YOUR OBJECTIVE:
Continue the article below about Falu red paint and the Falu copper mine, starting right after its last sentence and not from the records that follow it.

QUOTED TEXT:
━━━━━━━━━━━━━━━━━━━━

Falu Red and the Rise and Fall of an Empire

Falu red is the particular shade of red paint which most barns in North America are painted. It’s the ubiquitus Scandinavian color of farms and homes in the countryside and older buildings. In Sweden its called Falu Rödfärg, in Finland it’s Punamulta.

In fact the Finnish expression punainen tupa ja perunamaa or a red house and a potato field’ refers to the kind of idyllic country life a direct allusion to a punamalta colored house in the country so embedded in the culture it has become.

How did one colour come to define a certain type of building across countries and continents, even becoming a cultural cliché?

The Falu Mine

The red paint was made as a side product from the process of mining Copper in one mine in Sweden, the Falu Gruva or Falu mine is a copper mine. It closed in 1992 1 but before this it was being mined for over a millenium. 2

falu-plan Early plan of my Stora cuparberg mine, Royal Library, Stockholm.

Rise of an Empire

At the height of production in the 1600’s Falu mine accounted for 2/3rds the copper production in Europe sometimes more. The money from the mine allowed Sweden despite being a small country on the edge of Europe to become a European superpower.3 Wars against Russia, Denmark, Norway, and the Polish-Lithuanian commonwealth effectively left Sweden in control of the Baltic and it played a huge part in the thirty years war which did much to shape modern Europe. During this time the Swedish Krona even moved from the gold to the copper standard.

However while at its height the mine had employed over a thousand miners production started to decline in the 1700’s and with it the fortunes of the Swedish Empire started to decline also.

The empire was effectively over after the Great Northern War (1700-1721) and it continued to loose territories after that. The dizzying rise and decline of a relatively backward and small state has been commented on much, but one theory is often overlooked, Sweden became for a short time the first mining and energy superpower. It’s near copper monopoly in the 16 and 1700’s gave it the money to play on the European stage in a way it that was not possible before or after.

View of the Falu cups mine from the northwest. By Johan Tobias Geisler, 1718. Photo: Nordiska museum. License: Public domain mark.

Falu Red

As the income from copper mining started to decline a way to make a red paint from the waste product of hundreds of years was found. The sludge from the copper mine was combined with linseed oil and rye flour to make an excellent weather-proof paint which also allowed the wood to breathe. Farmers began to paint their barns the colour and it quickly spread over Scandinavia.

━━━━━━━━━━━━━━━━━━━━

RECORDED INFORMATION:

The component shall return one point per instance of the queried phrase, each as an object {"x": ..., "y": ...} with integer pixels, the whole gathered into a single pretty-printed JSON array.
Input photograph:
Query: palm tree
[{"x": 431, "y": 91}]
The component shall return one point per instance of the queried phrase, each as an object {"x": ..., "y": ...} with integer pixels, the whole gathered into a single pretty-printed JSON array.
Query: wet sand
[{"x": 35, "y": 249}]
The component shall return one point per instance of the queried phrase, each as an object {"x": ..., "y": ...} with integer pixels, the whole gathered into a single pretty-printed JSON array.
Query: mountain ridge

━━━━━━━━━━━━━━━━━━━━

ANSWER TO THE PROBLEM:
In the U.S.A and Canada too the barns are often the same red color. There are a few reasons for this. Maybe it was a preference for the same color europeans brought over with them. Also paint was made in a similar way so any earth with iron oxide in it is going to look this colour and which contributes to the properties of the paint which makes it so practical. The U.S.A was soon producing its own Falu red type paints from local iron oxide sources in Georgia, Pennsylvania, Virginia, Alabama, California, Iowa and Vermont.

Significance

The mining of copper in a relatively remote part of Europe is also a slice of industrial history. Falu Mine, already active during Roman times was formed as a limited company sometime in the 13thC making it one of the oldest companies still in existance on the planet. A share granted to the Bishop of Västerås dated June 16 1288 is the oldest preserved share certificate in the world. The company is still in existence its current name Stora Enso.

1/8 share of the Stora Kopparbergmine, dated 16 June 1288.

What are the criteria for a societies to industrialise? Technology, and increased energy production are required, but also in terms of organisation then the building financial management structures also has to be one. 4 Falu is one of the places modern corporate structures of ownership originated.

Connections

The Copper trade brought together Scandinavian interests with the great European empires, copper being a fundamental cog in the trans-atlantic slave trade. 5 Then again later Copper became a key metal in the transition to electric power. So the copper Industry was very much at the heart of the history of trans-atlantic slave trade and industrialisation although it’s significance is often overlooked.

Conclusion

Today while Falu red has been written about quite widely, the backstory of the origins of the paint and its links is not so well known. It’s a multi dimensional story that a hole dug in a remote part of Sweden can tell of the rise and fall of empires, the industrialisation of the world, the enslavement of millions and the color of a humble barn. The Falu mine is now a UNESCO World Heritage site.

Falu Red

Falu red is HEX 801818, RGB (128, 24, 24), NCS S5040-Y80R and is still produced at the mine with reserves for the next hundred years.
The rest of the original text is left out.